ПРЕДЛОЖЕННЫЙ ТЕКСТ:
....................
Идут года железными полками,
И воздух полн железными шарами.
Оно бесцветное — в воде железясь,
И розовое, на подушке грезясь.
Железная правда — живой на зависть,
Железен пестик, и железна завязь.
И железой поэзия в железе,
Слезящаяся в родовом разрезе.
(1, 308)
Адресат стихотворения проясняет текст того же месяца (май 1935) — «День стоял о пяти головах»:
Где вы, трое ребят из железных ворот ГПУ?
«Органы» — это и есть железное орудие советской власти. Железные ворота — родовой разрез, из которого появляется на свет новый человек: «Под скальпелем хирурга родилась новая человеческая единица». («Собачье сердце»). Железный Феликс — близнец стального Сталина.
Артикулируя орудия власти, поэт преврщает их в орудие письма. Железо плавится. Глаз слезится: железо — слеза — завязь — поэзия. Портрет Сталина пишется сквозь слезы:
Художник, береги и охраняй бойца:
В рост окружи его сырым и синим бором
Вниманья влажного.
....................
ЗАДАНИЯ:
A: Какое стихотворение, согласно разбору стихотворения о железе, проясняет его адресата?
B: Определите, согласуются ли с разбором стихотворения о железе утверждения (i) «День стоял о пяти головах» написан в мае 1935 года, (ii) железные ворота сопоставлены с родовым разрезом, (iii) Железный Феликс назван противником Сталина, и подтвердите каждый ответ точными словами текста.
C: Продолжите разбор стихотворения о железе сразу после последних приведенных в нем строк.

Строки набора данных о расположении объектов
....................
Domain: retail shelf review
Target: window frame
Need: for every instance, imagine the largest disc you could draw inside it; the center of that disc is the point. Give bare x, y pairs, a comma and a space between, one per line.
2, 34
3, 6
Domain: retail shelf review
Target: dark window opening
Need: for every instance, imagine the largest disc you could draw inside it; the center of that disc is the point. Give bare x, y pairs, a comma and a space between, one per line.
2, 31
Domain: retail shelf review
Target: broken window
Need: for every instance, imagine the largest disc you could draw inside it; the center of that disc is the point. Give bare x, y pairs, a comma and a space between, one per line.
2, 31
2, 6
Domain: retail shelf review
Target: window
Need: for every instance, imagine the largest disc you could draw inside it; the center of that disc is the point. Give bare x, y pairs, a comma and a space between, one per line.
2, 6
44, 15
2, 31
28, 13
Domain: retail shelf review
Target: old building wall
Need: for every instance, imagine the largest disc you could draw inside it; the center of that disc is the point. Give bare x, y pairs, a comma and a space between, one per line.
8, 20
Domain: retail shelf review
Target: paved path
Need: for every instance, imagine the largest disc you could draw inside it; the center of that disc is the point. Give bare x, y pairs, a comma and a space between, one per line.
....................
ОТВЕТЫ:
A: Стихотворение «День стоял о пяти головах», написанное в том же месяце, в мае 1935 года.

B:
(i) Да: «текст того же месяца (май 1935) — «День стоял о пяти головах»».
(ii) Да: «Железные ворота — родовой разрез».
(iii) Нет: «Железный Феликс — близнец стального Сталина».

C:
Сырой и синий бор — решетка ресниц и штриховка рисунка — в параллель к стихам 1935 г.: На мертвых ресницах Исакий замерз И барские улицы сини». «Смотри, Эсхил, как я рисуя плачу»: рисунок смазан фонетическим письмом, и поскольку орудие изображения становится видимым, это изображение самого орудия.
Железо сближается с поэзией и в другом стихотворении того же месяца:
И лучше бросить тысячу поэзий,
Чем захлебнуться в родовом железе.
И пращуры нам больше не страшны:
Они у нас в крови растворены.
(1, 306)
Железо, которым можно захлебнуться — бласфемия, оральный блуд, «и он у нас в крови». Пращуры — слово того же типа, что усища, голенища и топорище, но эти слова не страшны: проклятие пращуров растворено в звуках стиха.
Железо обладает еще одним свойством: оно гремит. Железные шары, по‑видимому, пусты: это пустота самой гремучей речи, «сотрясающей воздух»:
Каким железным скобяным товаром
Ночь зимняя гремит по улицам Москвы.
(1, 138)
«Власть и мороз. Тысячелетний возраст государства». Шум времени: Мороз трещит. Снег скрипит. Кости хрустят.
Чтоб не видеть ни труса, ни хлипкой грязцы,
Ни кровавых костей в колесе.
(1, 156)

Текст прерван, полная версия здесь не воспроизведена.